→ DIRECTIONS
Reproduce the records starting at the line that contains "Each instance of the rigging" and running to the last line, exactly and in full.

[Data items]
━━━
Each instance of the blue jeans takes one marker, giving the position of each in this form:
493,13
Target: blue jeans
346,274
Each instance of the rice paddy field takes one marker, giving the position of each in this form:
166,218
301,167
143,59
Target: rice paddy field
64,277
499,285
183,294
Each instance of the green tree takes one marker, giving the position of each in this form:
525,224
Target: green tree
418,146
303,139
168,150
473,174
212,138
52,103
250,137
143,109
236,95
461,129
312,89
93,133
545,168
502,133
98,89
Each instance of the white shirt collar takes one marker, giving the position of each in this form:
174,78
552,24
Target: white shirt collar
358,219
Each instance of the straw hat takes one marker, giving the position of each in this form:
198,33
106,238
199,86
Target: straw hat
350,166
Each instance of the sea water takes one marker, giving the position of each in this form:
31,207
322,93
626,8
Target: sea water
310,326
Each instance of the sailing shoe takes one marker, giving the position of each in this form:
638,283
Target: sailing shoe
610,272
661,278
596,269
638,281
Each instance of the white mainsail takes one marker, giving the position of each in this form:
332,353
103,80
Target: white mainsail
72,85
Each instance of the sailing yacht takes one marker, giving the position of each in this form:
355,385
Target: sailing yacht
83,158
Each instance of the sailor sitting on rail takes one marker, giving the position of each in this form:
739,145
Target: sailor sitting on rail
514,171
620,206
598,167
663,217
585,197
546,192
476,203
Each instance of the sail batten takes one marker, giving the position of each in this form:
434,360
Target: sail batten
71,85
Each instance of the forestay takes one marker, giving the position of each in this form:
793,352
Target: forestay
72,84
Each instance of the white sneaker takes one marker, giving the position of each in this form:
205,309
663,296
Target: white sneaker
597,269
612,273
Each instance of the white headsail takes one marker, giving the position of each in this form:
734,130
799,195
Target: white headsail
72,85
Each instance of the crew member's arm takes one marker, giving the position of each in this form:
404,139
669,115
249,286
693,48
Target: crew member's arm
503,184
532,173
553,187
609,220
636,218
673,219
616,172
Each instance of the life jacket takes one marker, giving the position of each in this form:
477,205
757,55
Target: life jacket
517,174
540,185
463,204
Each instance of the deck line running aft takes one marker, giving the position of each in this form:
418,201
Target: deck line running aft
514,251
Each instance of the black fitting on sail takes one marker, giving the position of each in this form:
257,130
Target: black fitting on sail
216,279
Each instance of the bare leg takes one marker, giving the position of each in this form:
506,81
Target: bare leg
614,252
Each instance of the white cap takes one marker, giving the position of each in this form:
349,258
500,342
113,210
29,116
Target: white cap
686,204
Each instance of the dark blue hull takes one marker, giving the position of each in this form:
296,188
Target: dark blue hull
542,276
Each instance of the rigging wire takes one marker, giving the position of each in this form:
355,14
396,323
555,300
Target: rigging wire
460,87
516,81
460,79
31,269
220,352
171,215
━━━
→ PROBLEM SOLUTION
Each instance of the rigging wire takes one marker, giving the position of each in this form:
355,14
396,323
555,300
Target: rigging wire
460,87
516,81
460,79
31,269
220,352
171,215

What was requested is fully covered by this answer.